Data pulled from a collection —
* * *
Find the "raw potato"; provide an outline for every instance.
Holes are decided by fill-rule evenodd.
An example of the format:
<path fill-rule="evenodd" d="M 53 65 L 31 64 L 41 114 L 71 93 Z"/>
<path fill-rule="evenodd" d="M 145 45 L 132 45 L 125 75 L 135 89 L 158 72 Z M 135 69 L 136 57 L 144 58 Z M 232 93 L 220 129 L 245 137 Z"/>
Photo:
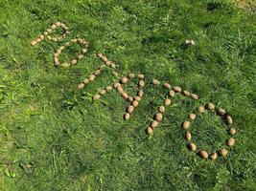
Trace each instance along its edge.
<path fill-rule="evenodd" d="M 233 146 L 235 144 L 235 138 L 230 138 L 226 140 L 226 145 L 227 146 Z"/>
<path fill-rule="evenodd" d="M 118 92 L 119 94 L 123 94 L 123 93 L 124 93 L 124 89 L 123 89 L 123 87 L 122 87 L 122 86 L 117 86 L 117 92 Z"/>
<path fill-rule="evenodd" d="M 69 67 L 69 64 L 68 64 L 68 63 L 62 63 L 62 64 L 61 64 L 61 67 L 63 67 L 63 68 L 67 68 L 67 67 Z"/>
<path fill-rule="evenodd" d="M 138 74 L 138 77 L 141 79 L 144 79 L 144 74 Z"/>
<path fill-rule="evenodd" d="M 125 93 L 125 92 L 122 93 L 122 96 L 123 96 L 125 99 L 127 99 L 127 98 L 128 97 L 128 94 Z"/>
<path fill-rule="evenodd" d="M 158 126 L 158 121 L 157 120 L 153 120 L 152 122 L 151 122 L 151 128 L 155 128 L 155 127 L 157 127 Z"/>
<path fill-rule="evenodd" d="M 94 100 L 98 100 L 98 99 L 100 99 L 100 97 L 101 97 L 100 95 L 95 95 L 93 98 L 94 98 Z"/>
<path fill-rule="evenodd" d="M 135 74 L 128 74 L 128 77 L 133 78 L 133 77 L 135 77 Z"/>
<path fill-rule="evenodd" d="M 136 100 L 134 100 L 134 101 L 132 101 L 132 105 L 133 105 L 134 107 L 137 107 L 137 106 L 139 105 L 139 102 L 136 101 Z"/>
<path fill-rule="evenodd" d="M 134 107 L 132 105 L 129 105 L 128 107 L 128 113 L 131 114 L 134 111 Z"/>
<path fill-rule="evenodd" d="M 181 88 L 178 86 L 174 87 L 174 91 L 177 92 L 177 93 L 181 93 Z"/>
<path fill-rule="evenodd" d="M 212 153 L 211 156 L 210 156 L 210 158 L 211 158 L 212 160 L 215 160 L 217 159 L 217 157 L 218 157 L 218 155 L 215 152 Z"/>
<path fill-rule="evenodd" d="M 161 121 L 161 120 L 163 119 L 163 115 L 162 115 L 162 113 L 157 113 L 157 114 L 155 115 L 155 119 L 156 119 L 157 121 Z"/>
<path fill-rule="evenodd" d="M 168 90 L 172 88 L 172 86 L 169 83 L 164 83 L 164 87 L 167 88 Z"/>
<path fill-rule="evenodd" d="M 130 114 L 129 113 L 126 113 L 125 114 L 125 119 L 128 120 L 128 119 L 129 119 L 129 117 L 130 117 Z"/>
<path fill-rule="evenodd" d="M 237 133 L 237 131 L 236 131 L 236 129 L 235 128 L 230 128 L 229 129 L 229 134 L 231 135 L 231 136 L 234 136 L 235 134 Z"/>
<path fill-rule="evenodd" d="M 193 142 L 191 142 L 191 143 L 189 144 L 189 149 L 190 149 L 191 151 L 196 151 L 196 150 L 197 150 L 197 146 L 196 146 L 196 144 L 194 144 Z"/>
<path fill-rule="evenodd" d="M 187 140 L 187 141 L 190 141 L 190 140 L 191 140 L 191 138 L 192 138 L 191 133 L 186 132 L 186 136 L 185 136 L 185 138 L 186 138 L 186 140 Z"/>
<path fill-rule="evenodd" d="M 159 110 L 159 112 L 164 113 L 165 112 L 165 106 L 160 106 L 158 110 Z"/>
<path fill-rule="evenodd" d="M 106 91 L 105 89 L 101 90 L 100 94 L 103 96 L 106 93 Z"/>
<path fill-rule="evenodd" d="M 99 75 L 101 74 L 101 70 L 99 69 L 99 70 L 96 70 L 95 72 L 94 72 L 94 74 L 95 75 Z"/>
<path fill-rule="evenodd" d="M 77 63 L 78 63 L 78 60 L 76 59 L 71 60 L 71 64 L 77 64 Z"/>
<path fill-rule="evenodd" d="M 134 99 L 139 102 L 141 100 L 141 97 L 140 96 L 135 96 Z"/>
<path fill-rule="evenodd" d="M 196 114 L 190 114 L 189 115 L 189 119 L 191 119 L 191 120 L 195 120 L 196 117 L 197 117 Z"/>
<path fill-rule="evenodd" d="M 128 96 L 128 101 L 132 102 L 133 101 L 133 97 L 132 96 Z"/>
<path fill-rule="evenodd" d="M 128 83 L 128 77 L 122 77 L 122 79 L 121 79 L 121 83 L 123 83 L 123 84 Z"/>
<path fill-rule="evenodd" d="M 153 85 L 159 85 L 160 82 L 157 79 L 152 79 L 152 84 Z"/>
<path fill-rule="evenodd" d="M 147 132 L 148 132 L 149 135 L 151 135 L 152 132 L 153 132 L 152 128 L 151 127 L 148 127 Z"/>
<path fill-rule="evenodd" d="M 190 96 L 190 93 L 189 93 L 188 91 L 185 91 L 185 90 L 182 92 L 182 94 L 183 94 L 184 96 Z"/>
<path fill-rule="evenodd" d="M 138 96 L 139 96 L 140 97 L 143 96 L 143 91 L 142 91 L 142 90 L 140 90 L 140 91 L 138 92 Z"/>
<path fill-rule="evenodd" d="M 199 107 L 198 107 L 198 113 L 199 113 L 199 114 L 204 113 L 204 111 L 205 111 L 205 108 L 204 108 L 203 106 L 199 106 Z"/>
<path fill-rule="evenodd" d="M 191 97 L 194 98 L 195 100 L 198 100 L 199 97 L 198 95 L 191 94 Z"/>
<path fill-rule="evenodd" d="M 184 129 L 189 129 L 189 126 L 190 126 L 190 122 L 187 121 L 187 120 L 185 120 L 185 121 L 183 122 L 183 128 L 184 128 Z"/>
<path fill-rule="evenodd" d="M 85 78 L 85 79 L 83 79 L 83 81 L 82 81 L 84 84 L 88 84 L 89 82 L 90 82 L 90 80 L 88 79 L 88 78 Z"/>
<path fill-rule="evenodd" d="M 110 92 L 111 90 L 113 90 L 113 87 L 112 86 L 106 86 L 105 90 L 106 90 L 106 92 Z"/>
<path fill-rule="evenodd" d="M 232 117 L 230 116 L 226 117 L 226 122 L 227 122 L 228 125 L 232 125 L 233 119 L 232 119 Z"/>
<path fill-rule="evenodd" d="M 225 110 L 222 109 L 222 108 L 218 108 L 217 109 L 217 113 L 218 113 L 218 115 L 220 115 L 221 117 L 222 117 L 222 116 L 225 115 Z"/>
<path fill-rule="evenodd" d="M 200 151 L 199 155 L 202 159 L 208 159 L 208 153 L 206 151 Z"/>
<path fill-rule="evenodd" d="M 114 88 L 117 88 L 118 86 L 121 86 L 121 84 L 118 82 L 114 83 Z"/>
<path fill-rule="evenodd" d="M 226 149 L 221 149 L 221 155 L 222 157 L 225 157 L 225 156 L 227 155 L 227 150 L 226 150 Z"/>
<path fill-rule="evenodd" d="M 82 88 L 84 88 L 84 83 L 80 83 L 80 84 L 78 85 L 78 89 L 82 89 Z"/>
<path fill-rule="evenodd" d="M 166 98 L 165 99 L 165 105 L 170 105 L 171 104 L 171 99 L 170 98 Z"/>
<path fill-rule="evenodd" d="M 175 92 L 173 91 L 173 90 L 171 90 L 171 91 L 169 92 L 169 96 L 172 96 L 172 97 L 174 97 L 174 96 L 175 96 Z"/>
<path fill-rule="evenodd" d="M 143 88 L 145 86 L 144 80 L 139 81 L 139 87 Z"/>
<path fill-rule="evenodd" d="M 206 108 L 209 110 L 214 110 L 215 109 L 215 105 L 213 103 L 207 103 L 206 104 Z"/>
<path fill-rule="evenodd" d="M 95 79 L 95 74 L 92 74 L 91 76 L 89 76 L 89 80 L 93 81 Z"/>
* * *
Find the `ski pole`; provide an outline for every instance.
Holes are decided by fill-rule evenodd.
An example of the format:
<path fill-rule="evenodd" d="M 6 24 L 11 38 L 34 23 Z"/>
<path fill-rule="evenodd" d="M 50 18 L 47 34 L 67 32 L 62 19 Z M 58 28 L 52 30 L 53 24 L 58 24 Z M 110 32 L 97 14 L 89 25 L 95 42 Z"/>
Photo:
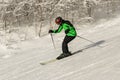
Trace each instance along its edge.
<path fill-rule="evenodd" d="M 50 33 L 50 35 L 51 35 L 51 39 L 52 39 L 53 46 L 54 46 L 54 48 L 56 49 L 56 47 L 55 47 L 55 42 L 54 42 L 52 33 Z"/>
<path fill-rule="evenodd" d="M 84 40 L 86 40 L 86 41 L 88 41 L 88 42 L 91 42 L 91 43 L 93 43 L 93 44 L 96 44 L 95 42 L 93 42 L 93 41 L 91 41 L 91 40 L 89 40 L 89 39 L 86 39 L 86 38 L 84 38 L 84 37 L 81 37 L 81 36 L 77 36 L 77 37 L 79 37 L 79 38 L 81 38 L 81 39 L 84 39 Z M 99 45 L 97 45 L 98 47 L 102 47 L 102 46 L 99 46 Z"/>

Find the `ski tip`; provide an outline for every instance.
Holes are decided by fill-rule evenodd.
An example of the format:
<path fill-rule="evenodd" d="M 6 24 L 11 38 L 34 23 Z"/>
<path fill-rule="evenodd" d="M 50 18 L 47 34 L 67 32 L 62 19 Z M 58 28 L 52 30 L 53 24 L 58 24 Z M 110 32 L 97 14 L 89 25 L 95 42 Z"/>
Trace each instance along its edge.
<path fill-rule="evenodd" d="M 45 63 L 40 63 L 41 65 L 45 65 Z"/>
* * *
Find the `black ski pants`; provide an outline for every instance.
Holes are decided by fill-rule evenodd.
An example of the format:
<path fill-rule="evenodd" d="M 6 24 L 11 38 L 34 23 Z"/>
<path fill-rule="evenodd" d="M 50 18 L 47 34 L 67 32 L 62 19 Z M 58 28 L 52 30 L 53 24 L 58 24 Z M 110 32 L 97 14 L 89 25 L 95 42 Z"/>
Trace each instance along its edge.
* * *
What the task requires — From the rows above, extract every line that contains the string "provide", copying each one in full.

Final result —
Find the "raw potato"; provide an outline for every instance.
Find the `ski pole`; provide an outline for every instance.
Find the `ski tip`; provide an outline for every instance.
Find the `black ski pants`; provide an outline for every instance.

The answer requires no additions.